──────── Material ────────

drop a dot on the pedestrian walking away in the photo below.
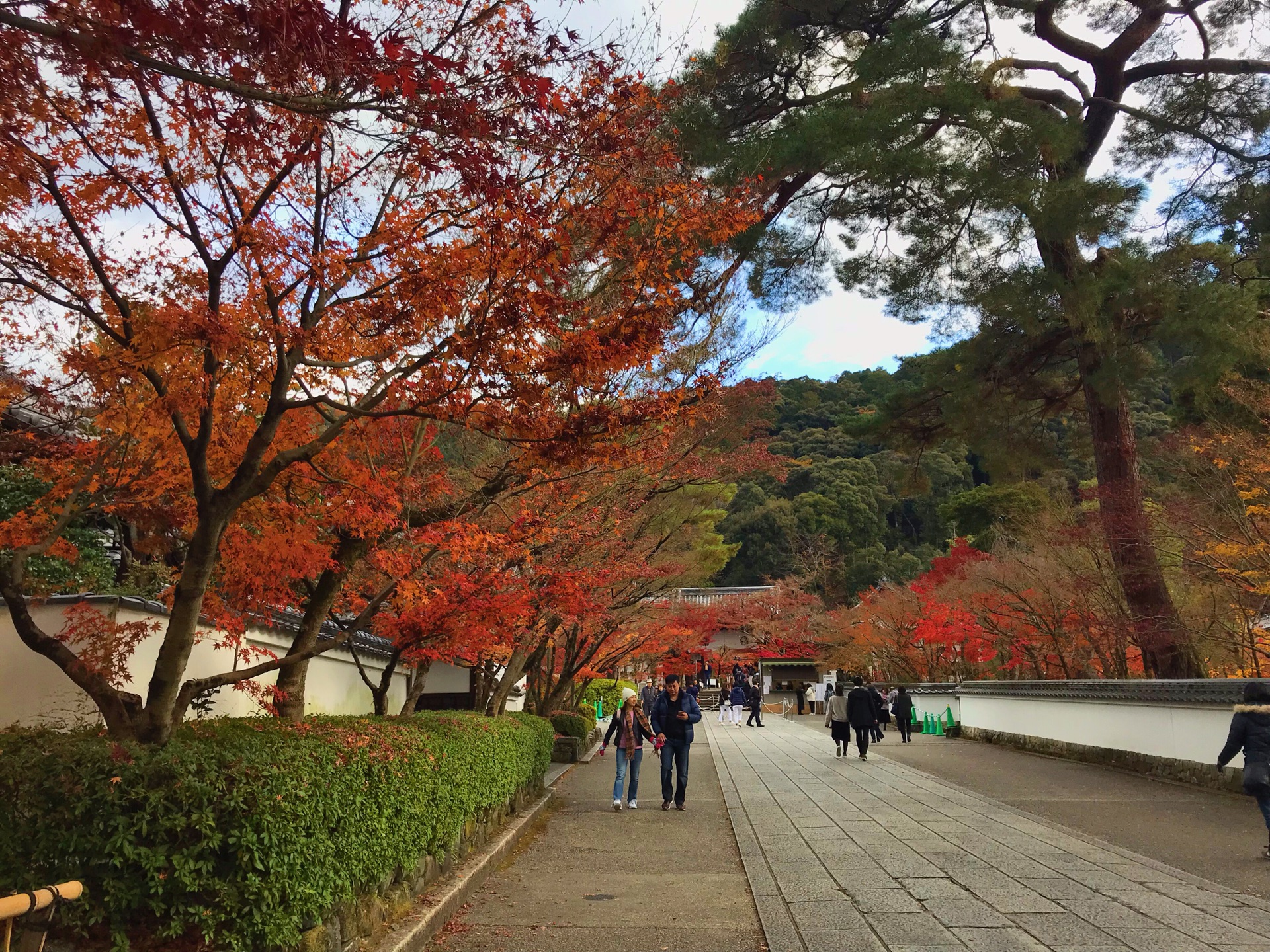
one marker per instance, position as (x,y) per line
(738,701)
(673,715)
(880,715)
(756,706)
(647,696)
(863,716)
(836,719)
(904,710)
(724,706)
(1250,733)
(632,729)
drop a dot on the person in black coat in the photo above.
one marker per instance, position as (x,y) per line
(1250,733)
(861,716)
(904,710)
(879,709)
(756,706)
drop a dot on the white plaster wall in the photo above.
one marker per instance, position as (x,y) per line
(1160,730)
(34,691)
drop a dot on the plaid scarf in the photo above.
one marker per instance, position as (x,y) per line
(629,714)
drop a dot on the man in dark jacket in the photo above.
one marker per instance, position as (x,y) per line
(1250,733)
(673,715)
(648,695)
(879,703)
(904,710)
(861,716)
(738,698)
(756,706)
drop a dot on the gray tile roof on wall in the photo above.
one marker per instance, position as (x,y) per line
(1195,691)
(281,621)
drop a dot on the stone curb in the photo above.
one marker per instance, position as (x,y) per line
(435,909)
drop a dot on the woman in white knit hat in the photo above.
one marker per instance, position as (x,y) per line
(632,728)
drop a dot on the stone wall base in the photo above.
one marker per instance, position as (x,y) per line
(1162,767)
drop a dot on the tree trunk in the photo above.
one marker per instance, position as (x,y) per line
(1166,648)
(321,600)
(160,716)
(415,683)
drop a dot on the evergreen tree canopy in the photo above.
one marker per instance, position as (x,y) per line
(1000,196)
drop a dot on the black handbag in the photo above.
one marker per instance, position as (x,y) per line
(1256,778)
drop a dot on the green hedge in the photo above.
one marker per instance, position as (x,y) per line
(572,724)
(609,691)
(241,830)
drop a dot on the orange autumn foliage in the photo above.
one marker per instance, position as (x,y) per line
(247,237)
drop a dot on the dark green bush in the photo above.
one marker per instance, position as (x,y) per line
(240,830)
(571,724)
(609,691)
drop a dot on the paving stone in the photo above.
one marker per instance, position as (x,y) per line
(1159,941)
(840,941)
(1253,920)
(999,941)
(854,883)
(966,912)
(1150,903)
(778,924)
(884,900)
(1210,930)
(849,859)
(910,930)
(1104,912)
(1061,928)
(827,914)
(818,834)
(781,850)
(1195,896)
(761,881)
(1138,873)
(935,889)
(1061,889)
(1103,880)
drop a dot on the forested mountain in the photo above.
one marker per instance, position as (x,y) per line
(853,512)
(867,500)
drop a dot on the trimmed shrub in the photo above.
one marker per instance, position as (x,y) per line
(571,724)
(241,830)
(607,690)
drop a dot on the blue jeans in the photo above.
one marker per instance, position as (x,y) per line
(636,756)
(675,763)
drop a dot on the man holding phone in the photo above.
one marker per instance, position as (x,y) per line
(673,715)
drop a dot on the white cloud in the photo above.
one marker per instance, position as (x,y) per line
(841,332)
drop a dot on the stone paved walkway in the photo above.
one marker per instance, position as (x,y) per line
(593,880)
(864,857)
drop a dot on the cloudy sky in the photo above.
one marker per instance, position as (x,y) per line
(841,332)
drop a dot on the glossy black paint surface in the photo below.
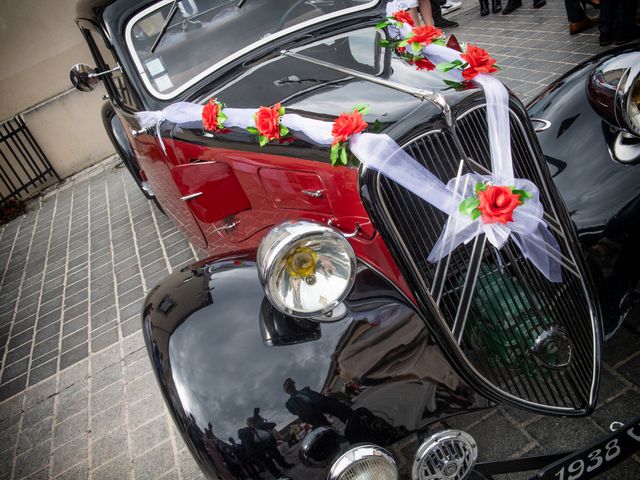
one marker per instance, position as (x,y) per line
(601,194)
(215,365)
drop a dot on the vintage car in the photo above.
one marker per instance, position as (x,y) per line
(316,340)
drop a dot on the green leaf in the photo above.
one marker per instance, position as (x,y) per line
(458,86)
(334,153)
(468,205)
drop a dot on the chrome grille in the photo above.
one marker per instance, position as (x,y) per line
(494,305)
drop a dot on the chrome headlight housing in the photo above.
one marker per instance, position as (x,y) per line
(365,462)
(307,269)
(613,89)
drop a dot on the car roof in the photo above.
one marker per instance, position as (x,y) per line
(93,9)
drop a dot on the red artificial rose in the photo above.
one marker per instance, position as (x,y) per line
(497,204)
(347,124)
(210,115)
(424,64)
(404,17)
(425,34)
(479,62)
(268,121)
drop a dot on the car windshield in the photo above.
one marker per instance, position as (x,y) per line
(203,35)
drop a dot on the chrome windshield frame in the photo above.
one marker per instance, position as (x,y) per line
(243,51)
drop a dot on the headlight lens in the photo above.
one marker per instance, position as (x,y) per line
(306,268)
(367,462)
(633,107)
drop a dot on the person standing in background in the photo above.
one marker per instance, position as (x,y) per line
(577,16)
(617,22)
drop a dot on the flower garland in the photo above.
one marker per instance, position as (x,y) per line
(475,60)
(498,205)
(493,203)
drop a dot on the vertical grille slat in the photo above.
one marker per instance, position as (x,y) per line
(512,302)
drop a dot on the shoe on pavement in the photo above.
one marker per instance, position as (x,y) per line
(512,5)
(444,23)
(585,24)
(606,38)
(627,35)
(450,6)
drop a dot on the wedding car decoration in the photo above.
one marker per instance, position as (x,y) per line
(499,205)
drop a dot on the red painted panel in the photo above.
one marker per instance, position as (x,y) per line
(221,193)
(293,189)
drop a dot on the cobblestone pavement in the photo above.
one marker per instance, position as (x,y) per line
(77,396)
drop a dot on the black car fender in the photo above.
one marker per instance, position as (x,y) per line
(221,354)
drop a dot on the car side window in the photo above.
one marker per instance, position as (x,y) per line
(120,87)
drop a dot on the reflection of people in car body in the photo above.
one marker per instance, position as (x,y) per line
(311,406)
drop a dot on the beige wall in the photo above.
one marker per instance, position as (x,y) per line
(40,42)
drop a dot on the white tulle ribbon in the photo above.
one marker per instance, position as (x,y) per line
(381,153)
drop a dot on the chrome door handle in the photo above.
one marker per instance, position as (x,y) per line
(190,196)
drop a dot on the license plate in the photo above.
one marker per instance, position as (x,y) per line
(598,458)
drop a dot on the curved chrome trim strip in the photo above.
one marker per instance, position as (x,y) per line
(229,59)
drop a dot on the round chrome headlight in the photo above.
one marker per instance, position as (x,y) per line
(367,462)
(613,89)
(307,269)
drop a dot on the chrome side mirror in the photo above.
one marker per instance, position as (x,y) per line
(83,77)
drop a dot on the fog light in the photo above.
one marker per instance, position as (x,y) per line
(367,462)
(307,269)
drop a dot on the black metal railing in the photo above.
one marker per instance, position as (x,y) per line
(24,168)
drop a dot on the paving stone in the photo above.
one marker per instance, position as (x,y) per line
(32,460)
(154,463)
(12,387)
(108,420)
(149,435)
(70,429)
(40,372)
(107,397)
(116,469)
(144,410)
(106,377)
(77,374)
(497,438)
(38,412)
(74,355)
(77,472)
(107,447)
(11,407)
(105,358)
(69,455)
(9,431)
(30,437)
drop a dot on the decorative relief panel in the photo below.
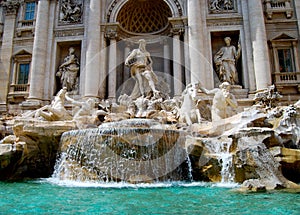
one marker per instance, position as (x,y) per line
(221,6)
(70,11)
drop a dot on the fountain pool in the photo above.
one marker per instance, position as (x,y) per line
(50,197)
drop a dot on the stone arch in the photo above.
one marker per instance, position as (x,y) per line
(116,5)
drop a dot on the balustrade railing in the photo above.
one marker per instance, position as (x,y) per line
(17,88)
(278,6)
(287,78)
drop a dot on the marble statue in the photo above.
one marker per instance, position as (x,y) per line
(68,72)
(71,11)
(216,6)
(140,63)
(189,112)
(224,104)
(225,61)
(56,111)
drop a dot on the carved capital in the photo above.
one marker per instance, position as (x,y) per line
(11,6)
(178,25)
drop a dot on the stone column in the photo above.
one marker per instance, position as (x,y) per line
(39,54)
(167,65)
(126,68)
(112,62)
(186,59)
(177,69)
(92,69)
(196,24)
(11,9)
(247,49)
(261,57)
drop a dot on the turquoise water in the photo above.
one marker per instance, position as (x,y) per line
(48,197)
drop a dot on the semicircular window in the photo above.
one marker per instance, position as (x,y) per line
(144,16)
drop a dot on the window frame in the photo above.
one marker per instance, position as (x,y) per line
(32,16)
(292,58)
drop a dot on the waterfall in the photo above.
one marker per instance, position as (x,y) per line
(225,159)
(131,151)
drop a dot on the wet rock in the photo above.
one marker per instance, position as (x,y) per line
(290,162)
(254,161)
(32,151)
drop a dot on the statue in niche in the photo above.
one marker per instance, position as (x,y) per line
(71,11)
(225,61)
(216,6)
(140,64)
(68,72)
(224,104)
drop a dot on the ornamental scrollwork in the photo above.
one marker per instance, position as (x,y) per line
(220,6)
(71,11)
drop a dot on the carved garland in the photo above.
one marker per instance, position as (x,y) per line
(115,2)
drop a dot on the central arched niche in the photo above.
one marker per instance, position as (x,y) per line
(144,16)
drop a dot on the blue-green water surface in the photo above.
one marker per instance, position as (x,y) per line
(46,197)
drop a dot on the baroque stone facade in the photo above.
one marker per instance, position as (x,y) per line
(182,36)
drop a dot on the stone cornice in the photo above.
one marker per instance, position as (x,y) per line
(11,6)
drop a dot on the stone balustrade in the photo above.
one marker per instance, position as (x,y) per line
(279,6)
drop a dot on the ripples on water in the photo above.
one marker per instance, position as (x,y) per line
(64,197)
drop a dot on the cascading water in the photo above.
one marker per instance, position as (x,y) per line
(128,151)
(225,159)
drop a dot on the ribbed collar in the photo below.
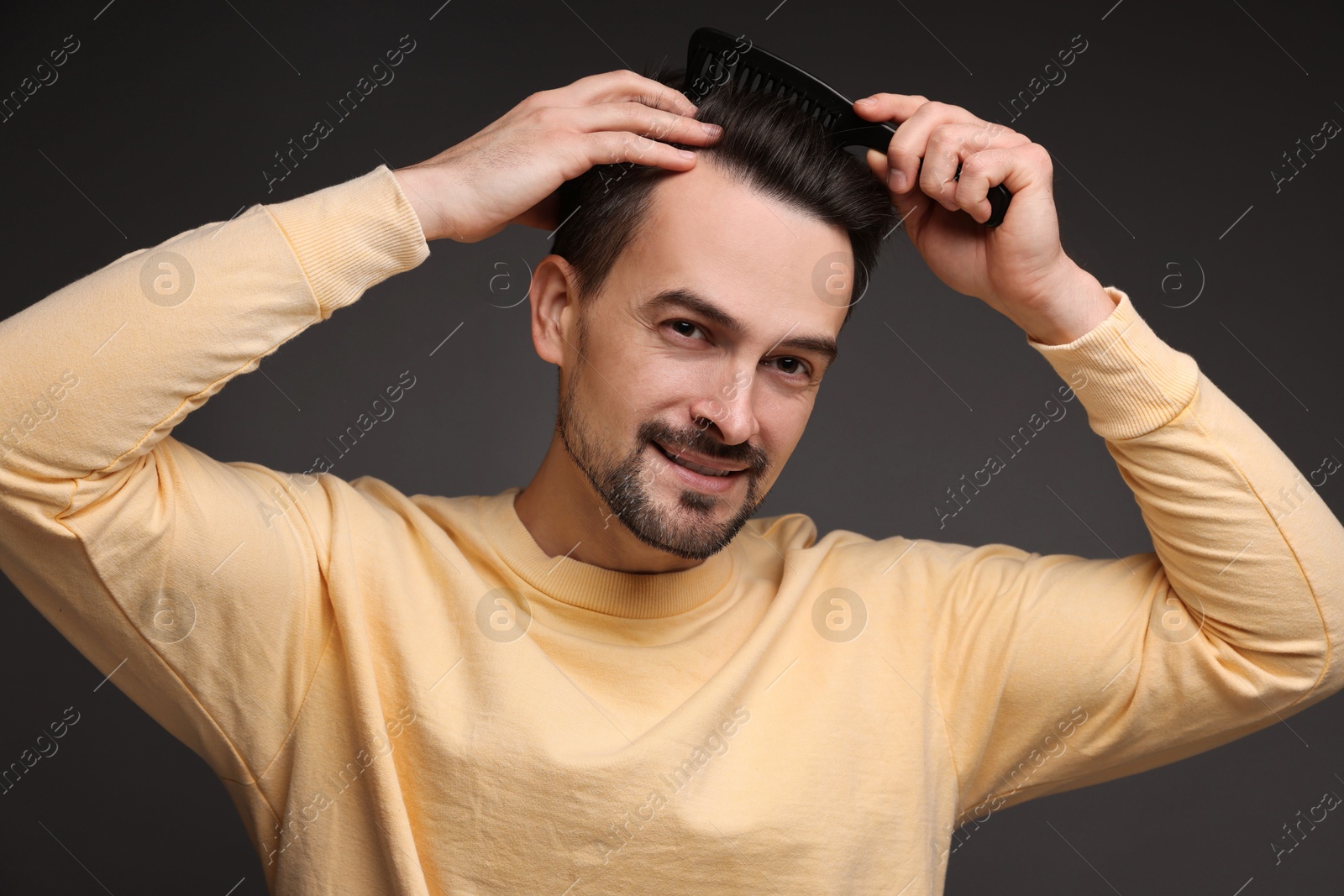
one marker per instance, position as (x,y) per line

────────

The task:
Print once more, exactly, the lines from the one with "drop a dot on the baroque" through the last line of the data, both ends included, without any pictures.

Worked solution:
drop a dot on the baroque stone facade in the photo above.
one marker per instance, position as (x,y) per line
(182,36)
drop a dot on the stone cornice in the photo above.
one marker per instance, position as (x,y) per line
(11,6)
drop a dot on the stone balustrade in the photo above.
one marker per instance, position as (x,y) per line
(279,6)
drop a dot on the ripples on water in the photo above.
one marker per instance, position as (x,y) per line
(64,197)
drop a dot on the cascading water in the photo above.
one marker per instance, position as (x,y) per line
(128,151)
(225,159)
drop a dot on the ribbed collar in the photo below.
one marker per instance, position as (x,y) per line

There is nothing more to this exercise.